List each line of the entries below that contains the word "windshield", copying every such line in full. Only lines where the letters match in case count.

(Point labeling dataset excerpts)
⁂
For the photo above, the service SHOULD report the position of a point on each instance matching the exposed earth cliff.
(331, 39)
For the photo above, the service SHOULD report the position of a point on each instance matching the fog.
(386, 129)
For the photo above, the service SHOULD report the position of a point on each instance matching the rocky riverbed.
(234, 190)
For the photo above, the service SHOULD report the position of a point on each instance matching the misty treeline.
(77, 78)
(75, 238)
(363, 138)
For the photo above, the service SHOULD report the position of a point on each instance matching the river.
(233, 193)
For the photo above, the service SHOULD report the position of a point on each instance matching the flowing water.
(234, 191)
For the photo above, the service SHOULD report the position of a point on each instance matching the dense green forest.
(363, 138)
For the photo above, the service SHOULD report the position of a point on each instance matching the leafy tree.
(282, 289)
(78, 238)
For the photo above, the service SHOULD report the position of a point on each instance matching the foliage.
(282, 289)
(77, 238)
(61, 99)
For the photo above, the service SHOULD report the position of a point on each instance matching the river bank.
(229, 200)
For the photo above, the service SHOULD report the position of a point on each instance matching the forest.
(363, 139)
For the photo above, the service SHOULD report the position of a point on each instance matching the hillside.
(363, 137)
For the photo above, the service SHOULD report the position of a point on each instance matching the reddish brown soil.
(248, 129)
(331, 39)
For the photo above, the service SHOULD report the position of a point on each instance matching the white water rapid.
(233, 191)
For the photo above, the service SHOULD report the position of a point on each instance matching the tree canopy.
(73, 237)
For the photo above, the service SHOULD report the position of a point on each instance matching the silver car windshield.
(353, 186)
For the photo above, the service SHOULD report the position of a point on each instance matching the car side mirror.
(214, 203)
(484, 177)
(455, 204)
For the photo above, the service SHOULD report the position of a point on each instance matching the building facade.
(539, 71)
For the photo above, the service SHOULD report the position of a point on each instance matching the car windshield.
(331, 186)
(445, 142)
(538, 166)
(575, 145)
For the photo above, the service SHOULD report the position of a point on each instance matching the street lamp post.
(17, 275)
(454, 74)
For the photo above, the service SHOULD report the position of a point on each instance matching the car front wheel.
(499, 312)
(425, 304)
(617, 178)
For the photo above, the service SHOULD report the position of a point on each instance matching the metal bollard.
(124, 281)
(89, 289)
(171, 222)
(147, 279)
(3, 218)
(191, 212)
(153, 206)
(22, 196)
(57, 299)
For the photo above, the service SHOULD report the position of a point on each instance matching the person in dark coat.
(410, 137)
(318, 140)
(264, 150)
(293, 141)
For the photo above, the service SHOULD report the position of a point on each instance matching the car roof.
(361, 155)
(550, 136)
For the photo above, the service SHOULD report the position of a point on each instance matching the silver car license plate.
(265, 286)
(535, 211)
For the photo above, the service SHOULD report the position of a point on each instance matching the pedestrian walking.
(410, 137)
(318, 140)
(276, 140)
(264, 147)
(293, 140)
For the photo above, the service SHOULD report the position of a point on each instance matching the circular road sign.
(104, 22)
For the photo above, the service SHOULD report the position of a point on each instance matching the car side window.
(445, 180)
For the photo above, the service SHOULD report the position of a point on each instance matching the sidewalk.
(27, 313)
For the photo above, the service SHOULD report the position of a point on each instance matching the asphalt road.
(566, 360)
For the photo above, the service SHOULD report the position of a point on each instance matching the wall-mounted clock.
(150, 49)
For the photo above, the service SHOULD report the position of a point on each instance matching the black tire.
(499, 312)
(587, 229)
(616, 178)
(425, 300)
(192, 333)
⁂
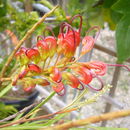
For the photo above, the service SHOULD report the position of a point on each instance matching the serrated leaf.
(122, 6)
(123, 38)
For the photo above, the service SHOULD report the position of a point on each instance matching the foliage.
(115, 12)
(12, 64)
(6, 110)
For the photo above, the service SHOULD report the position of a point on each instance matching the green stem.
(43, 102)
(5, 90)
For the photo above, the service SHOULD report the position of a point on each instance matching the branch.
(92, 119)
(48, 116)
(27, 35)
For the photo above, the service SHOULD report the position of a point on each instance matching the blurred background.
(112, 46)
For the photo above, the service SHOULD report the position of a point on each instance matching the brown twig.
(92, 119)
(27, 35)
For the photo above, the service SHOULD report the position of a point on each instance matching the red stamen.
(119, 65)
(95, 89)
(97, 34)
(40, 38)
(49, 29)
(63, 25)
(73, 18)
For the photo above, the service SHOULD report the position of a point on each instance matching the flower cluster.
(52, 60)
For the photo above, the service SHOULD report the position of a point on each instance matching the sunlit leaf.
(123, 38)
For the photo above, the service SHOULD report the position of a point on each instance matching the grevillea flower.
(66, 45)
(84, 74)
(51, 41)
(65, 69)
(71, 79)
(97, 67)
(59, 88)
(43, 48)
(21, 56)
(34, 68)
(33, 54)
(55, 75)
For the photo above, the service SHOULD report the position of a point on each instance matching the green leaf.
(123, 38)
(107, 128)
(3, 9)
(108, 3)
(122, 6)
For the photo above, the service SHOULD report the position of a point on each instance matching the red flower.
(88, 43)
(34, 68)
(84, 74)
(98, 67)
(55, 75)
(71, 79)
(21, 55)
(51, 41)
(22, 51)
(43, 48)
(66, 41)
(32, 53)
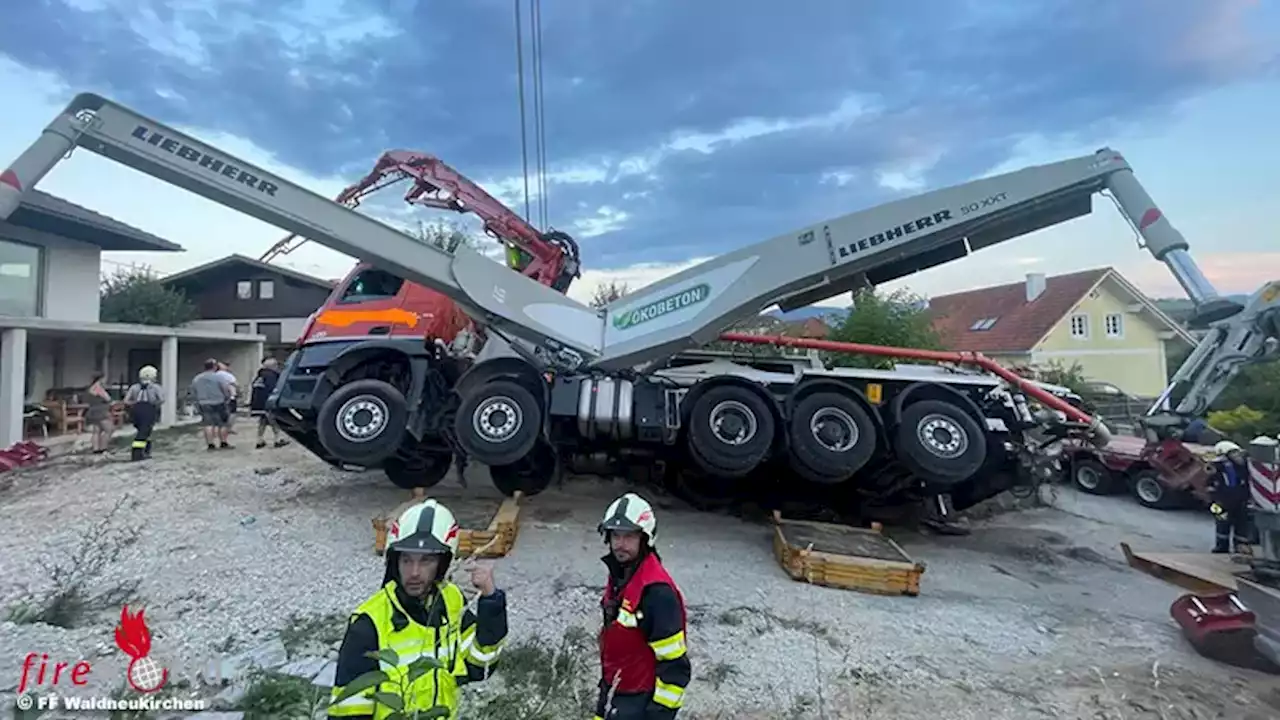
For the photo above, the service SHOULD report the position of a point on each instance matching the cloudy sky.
⁂
- **Task solution**:
For the photo above, the service SHOULD report the position of a point on each instance matching the silver car windshield.
For the photo above, the service SHOULD report the position of a point on each instance matching the car windshield.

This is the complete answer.